#### Task statement
Reproduce the lines from the line with "416, row 105." up to and including the line with "column 86, row 283", substituting "tool" for "service" and changing nothing else.

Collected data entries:
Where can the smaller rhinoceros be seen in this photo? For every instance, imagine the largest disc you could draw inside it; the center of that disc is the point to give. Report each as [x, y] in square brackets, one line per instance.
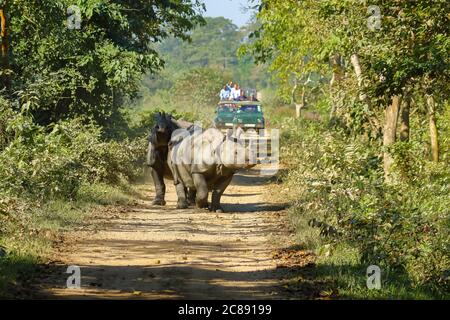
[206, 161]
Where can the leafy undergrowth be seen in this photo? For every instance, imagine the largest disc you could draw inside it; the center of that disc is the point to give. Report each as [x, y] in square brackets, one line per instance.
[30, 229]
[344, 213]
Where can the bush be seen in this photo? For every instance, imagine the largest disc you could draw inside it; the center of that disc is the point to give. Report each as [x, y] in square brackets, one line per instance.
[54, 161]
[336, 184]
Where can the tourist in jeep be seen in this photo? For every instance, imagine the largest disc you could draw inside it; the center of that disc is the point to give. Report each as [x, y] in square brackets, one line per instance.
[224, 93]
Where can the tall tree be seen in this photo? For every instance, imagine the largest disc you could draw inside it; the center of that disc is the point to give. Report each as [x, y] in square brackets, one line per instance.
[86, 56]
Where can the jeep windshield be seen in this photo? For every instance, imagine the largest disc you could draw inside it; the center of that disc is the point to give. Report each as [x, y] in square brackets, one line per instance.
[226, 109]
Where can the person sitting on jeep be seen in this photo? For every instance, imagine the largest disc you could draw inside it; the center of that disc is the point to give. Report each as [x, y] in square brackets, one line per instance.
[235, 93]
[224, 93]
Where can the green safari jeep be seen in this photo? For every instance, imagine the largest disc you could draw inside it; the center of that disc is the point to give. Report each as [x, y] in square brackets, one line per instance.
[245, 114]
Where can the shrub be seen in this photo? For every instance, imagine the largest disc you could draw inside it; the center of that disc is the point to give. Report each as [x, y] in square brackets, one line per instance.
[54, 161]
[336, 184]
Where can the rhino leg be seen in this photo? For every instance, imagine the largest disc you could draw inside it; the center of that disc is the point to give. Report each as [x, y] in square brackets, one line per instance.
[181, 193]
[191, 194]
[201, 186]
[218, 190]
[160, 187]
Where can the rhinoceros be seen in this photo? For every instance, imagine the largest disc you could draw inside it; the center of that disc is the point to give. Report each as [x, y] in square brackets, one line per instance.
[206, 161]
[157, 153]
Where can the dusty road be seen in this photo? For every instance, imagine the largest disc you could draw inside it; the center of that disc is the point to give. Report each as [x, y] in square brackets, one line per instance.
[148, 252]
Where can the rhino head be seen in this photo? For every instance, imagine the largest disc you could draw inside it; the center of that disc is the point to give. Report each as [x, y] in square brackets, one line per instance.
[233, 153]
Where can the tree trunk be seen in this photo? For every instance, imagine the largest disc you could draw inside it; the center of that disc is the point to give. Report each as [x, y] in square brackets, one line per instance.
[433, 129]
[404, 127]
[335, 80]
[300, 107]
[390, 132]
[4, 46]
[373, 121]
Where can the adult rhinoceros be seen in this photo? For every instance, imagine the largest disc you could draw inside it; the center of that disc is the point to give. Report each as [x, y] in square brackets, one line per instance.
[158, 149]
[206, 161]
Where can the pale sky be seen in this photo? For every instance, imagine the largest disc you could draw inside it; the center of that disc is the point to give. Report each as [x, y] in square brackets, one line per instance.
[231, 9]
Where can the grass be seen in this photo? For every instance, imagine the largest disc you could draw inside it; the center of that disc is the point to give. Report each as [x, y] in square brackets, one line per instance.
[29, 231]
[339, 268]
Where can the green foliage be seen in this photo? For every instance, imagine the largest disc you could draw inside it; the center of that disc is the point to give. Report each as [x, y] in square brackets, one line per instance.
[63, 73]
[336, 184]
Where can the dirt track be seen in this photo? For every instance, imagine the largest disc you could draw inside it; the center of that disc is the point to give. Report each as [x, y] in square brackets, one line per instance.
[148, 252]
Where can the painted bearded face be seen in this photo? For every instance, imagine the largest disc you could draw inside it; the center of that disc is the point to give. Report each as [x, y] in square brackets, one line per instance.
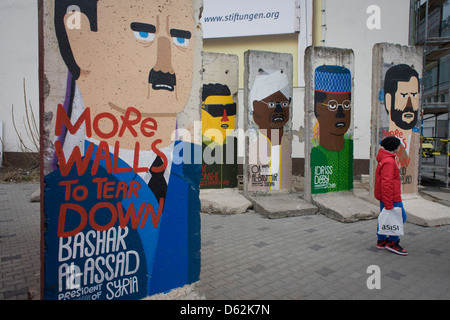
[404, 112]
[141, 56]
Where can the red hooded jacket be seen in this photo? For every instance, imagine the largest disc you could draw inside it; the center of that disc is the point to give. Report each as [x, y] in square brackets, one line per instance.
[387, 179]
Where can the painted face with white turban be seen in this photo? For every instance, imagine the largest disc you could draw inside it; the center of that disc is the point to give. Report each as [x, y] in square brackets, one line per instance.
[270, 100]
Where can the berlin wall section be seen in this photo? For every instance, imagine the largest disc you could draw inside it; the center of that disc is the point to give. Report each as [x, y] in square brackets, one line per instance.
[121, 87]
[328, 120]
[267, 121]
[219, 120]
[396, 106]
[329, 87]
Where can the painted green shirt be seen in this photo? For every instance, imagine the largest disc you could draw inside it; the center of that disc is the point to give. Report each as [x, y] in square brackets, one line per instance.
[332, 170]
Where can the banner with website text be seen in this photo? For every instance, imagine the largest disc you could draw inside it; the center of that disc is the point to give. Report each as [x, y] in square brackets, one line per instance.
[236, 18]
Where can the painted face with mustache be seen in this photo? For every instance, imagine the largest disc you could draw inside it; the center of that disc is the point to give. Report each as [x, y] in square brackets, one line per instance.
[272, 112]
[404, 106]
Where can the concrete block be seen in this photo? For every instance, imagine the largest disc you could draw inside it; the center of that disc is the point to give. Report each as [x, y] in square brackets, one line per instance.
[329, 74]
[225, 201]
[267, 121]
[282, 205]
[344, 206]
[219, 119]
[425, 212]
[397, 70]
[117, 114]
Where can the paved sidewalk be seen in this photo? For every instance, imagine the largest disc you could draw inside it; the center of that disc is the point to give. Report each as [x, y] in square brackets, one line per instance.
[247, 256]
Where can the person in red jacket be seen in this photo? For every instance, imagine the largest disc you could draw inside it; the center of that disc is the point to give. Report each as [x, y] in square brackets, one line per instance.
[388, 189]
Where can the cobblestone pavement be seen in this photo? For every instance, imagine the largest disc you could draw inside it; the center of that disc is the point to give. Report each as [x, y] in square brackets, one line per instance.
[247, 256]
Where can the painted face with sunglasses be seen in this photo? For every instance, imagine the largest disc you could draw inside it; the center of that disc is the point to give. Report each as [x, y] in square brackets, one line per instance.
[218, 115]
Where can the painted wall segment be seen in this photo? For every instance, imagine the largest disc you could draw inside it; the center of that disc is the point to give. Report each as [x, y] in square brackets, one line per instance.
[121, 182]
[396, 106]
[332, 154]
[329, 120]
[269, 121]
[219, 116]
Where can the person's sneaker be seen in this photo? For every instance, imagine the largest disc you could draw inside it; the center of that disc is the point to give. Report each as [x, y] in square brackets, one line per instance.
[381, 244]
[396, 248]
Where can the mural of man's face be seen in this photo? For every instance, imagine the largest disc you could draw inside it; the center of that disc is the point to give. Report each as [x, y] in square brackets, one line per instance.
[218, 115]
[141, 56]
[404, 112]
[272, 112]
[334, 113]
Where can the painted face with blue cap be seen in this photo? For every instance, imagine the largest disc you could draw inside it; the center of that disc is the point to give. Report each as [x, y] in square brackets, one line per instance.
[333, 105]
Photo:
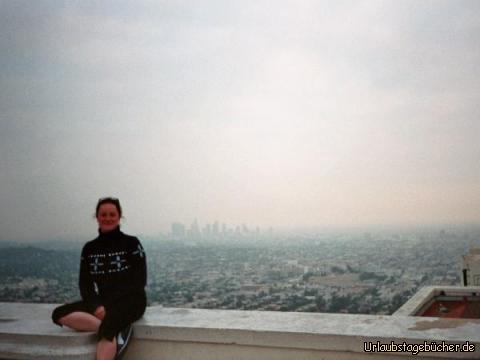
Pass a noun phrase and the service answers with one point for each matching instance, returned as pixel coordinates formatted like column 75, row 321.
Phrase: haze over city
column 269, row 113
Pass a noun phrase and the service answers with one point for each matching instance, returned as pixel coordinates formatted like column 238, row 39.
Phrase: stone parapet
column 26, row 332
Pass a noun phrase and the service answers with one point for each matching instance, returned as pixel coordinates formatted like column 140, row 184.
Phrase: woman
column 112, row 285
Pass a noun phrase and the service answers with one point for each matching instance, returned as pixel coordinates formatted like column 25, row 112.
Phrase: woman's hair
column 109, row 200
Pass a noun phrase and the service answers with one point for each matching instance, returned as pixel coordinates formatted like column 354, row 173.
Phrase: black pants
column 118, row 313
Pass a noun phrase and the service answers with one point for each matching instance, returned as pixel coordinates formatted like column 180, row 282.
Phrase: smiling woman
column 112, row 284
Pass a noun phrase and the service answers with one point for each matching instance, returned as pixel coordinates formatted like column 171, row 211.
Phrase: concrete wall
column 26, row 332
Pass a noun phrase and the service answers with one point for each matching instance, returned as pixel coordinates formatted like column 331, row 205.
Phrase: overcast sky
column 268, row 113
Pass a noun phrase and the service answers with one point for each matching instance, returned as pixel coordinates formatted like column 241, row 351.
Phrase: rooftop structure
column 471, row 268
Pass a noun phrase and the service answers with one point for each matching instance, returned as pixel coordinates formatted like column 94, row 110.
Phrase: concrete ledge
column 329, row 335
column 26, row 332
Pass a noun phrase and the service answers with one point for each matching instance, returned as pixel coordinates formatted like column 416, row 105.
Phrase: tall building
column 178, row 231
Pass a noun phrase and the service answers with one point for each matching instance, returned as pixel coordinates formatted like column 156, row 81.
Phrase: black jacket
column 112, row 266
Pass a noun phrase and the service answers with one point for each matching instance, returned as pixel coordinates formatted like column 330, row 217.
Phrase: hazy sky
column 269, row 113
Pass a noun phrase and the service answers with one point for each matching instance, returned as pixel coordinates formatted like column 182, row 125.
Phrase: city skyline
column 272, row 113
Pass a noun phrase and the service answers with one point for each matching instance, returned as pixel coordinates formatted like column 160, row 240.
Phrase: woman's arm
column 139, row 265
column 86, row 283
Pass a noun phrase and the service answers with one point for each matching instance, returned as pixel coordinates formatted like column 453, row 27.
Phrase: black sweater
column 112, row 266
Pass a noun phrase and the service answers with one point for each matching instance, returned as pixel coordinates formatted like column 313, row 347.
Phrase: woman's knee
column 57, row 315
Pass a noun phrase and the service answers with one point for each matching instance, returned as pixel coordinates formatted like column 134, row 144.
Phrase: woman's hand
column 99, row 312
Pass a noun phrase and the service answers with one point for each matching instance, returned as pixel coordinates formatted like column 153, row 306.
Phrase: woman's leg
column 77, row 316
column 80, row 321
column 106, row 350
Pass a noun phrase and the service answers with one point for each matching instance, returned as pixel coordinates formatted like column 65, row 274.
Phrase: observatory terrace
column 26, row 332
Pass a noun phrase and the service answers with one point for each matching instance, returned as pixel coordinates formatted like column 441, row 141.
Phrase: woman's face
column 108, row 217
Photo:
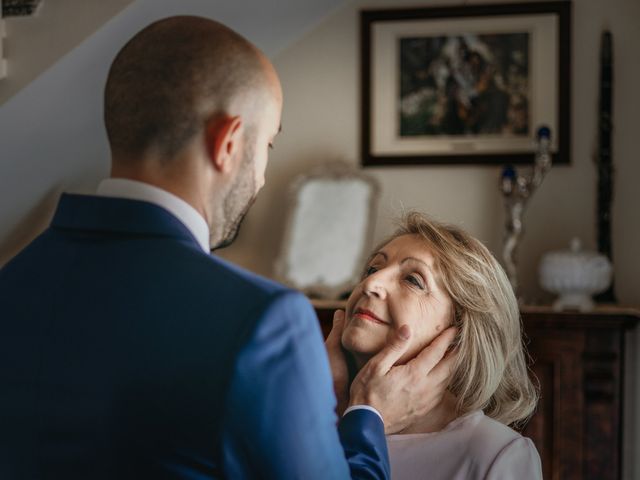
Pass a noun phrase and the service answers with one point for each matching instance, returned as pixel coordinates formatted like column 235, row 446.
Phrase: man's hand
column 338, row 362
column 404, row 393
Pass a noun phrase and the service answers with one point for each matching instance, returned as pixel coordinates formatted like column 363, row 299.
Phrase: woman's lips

...

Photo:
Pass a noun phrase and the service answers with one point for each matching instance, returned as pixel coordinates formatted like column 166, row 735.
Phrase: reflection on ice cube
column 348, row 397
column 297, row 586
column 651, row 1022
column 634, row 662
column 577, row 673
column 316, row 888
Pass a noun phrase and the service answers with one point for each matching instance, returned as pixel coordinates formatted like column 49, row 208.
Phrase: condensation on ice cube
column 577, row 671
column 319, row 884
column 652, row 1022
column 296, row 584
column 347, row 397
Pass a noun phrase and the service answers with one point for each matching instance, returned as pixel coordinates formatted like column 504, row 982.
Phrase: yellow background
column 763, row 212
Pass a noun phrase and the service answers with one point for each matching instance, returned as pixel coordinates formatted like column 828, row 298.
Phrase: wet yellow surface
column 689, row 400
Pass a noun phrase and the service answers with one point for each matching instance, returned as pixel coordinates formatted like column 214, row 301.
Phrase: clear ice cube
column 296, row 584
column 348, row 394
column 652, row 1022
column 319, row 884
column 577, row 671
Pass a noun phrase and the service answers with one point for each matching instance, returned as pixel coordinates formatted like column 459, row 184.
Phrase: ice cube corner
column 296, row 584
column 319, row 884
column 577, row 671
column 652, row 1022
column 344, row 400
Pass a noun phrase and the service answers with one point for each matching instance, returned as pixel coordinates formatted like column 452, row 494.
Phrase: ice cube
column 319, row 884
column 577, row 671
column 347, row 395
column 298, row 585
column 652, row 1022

#### Solved exercise
Pass a noun phrase and the tool answers with one point for each matching instance, returned as pixel coordinates formatted like column 416, row 105.
Phrase: tall building
column 178, row 231
Pass a noun phrase and the tool answers with one point for each matching instance, returned as pixel coordinates formatted like column 156, row 81.
Phrase: black jacket
column 112, row 266
Pass a noun phrase and the tool answers with one point for each matching instance, returned as pixel coordinates formatted like column 330, row 217.
Phrase: hazy sky
column 269, row 113
Pass a noun phrase and the tool answers with one point for each matching instance, returned as pixel coordinates formatted like column 182, row 125.
Phrase: city skyline
column 272, row 113
Pass a noun phrase and the tool answers with one point for each matching instance, returned as pixel coordinates formatted like column 160, row 240.
Phrase: woman's arm
column 139, row 265
column 86, row 283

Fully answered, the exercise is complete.